A school of herring.Washington Sea Grant
Fisheries managers typically strive to strike a delicate balance between two, often competing, types of needs: the needs for fishermen's profits and the needs for the planet. But in 1994, entrepreneur John Elkington posited that true sustainability requires consideration of a third "P" - the needs of the people. In making this argument, he coined the term "the triple bottom line."
In a new study, an interdisciplinary group of researchers used Pacific herring in Haida Gwaii, British Columbia, as a case study for modeling the implicit tradeoffs within the triple bottom line that result from various fisheries management decisions. They found that considering spatial dynamics is a key component of this modeling process - for example, considering the geographic areas of the fish populations, the areas that are important to the various communities of people, and the areas that are impacted by management decisions.
Published Sept. 30 in the journal Fish and Fisheries, the study is one of the outcomes of the Ocean Modeling Forum, a collaboration between the University of Washington and The Nature Conservancy that aims to use models to provide insights on how to best address complex ocean issues.
Pacific herring provided a relevant and timely prototype for modeling the economic, ecological and socio-cultural tradeoffs within a fishery. Herring is in high commercial demand, is a vital part of the food web, and has been central to the social, cultural and economic life of Indigenous communities in the Pacific Northwest for millennia. Herring fisheries have also borne out steep management consequences: the collective North American herring fishery collapsed in 1993, and has required careful management to recover.

### [EXERCISE GOAL]
Using the text on herring fisheries, decide whether each statement agrees with it, answering yes or no and quoting the words from the text that decide it: (a) The term "the triple bottom line" was coined in 1994. (b) The study appeared in the journal Fish and Fisheries in October. (c) The Ocean Modeling Forum is a collaboration between the University of Washington and Washington Sea Grant.

### [SOURCE INFORMATION]
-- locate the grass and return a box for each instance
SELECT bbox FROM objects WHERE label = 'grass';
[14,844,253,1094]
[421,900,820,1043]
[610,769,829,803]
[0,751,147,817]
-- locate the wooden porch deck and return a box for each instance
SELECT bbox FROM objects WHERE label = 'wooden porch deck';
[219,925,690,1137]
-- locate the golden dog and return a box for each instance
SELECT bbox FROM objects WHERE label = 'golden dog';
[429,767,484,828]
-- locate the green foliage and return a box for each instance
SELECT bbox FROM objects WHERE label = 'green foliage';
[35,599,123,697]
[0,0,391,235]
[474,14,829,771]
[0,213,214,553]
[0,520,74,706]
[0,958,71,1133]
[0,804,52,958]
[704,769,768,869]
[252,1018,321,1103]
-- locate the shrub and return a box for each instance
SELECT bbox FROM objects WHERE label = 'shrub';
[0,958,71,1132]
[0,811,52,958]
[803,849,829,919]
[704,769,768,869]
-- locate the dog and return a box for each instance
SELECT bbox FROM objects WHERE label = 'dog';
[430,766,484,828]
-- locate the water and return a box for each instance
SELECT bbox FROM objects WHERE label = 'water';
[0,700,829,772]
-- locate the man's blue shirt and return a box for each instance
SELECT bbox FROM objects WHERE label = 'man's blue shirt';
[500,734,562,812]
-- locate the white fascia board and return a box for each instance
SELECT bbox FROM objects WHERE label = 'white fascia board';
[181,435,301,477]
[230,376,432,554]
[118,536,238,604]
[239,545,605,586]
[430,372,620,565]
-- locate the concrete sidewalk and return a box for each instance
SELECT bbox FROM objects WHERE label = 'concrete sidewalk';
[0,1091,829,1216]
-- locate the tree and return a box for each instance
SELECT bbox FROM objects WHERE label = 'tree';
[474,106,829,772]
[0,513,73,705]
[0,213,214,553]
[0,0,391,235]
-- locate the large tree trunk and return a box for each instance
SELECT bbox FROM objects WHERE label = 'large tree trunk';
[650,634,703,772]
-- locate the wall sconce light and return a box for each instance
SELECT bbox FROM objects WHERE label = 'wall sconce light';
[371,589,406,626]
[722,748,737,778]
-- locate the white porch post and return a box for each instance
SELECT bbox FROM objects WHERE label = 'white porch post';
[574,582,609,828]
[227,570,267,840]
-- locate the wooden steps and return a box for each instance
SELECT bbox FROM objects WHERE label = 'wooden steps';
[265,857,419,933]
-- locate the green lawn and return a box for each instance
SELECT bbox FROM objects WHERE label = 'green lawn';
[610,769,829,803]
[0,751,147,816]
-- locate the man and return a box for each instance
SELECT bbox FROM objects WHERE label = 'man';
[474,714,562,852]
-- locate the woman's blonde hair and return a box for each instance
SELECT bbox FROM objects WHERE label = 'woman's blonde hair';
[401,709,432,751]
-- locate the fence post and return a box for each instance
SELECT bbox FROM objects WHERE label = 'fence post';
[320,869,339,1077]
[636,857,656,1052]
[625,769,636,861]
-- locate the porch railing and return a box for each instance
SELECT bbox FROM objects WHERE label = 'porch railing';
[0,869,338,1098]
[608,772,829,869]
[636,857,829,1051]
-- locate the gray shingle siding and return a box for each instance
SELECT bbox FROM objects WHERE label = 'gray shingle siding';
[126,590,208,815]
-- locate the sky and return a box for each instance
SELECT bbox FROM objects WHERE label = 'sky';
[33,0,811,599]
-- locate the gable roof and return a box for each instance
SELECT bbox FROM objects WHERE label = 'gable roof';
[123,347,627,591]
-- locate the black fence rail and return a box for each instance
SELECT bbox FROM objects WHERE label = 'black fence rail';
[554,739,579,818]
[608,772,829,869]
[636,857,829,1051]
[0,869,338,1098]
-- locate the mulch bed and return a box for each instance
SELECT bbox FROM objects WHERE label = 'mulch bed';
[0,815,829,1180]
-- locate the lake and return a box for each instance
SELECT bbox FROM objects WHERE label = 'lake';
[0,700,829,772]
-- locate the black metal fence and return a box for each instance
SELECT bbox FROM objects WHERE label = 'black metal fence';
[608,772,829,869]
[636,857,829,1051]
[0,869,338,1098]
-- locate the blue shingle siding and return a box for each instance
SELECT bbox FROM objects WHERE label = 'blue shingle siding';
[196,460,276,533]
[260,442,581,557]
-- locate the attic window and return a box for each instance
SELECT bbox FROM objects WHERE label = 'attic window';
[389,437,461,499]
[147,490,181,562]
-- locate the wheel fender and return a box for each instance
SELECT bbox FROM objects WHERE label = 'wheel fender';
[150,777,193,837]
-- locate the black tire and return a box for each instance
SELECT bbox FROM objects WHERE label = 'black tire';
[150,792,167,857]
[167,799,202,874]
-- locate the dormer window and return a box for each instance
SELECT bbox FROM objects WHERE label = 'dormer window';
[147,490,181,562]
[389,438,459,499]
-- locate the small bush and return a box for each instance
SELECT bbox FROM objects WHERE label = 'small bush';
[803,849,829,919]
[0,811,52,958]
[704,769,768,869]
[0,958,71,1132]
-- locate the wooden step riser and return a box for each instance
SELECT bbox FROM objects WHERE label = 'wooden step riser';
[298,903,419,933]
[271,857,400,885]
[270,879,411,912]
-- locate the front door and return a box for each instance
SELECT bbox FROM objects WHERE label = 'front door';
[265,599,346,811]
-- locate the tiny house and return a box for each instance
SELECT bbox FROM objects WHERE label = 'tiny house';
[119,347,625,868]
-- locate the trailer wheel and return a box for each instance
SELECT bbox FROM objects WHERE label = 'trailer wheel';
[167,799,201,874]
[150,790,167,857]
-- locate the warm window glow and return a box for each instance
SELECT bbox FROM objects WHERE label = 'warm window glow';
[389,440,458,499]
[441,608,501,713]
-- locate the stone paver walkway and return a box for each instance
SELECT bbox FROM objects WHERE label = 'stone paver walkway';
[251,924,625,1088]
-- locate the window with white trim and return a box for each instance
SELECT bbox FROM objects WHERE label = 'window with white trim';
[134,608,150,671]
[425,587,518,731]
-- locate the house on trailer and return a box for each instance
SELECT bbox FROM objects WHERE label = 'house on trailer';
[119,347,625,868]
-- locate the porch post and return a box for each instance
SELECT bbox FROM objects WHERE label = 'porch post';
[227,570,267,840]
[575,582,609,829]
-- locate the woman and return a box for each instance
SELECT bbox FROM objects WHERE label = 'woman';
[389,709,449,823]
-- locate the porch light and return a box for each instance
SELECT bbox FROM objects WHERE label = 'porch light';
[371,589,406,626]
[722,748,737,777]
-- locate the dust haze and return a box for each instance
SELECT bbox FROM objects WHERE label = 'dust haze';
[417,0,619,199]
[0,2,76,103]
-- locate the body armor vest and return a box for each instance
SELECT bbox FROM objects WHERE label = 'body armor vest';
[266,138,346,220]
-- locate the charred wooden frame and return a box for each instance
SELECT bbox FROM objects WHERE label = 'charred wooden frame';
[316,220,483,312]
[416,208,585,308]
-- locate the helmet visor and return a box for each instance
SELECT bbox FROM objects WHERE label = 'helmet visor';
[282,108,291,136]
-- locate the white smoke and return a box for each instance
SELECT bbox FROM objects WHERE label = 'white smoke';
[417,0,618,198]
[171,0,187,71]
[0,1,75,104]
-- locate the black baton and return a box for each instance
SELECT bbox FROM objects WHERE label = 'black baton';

### [SOLUTION TO THIS PROBLEM]
(a) Yes: "But in 1994, entrepreneur John Elkington posited that true sustainability requires consideration of a third "P" - the needs of the people. In making this argument, he coined the term "the triple bottom line.""
(b) No: "Published Sept. 30 in the journal Fish and Fisheries"
(c) No: "a collaboration between the University of Washington and The Nature Conservancy"